[Start of Data provided]

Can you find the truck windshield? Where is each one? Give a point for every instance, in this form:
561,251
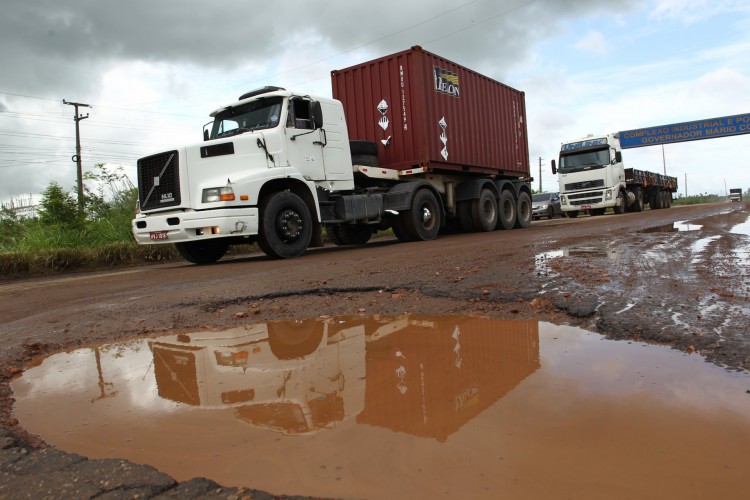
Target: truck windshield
584,160
256,115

[End of Data provided]

What the task requires
Rewrite the entries above with "truck windshield" changed to "car windshield" and everything else kept the same. Leave the pictures out.

Answer
Can you find the car windshield? Where is each one? Give a point for every instance, in this form:
561,251
Target: car windshield
584,160
256,115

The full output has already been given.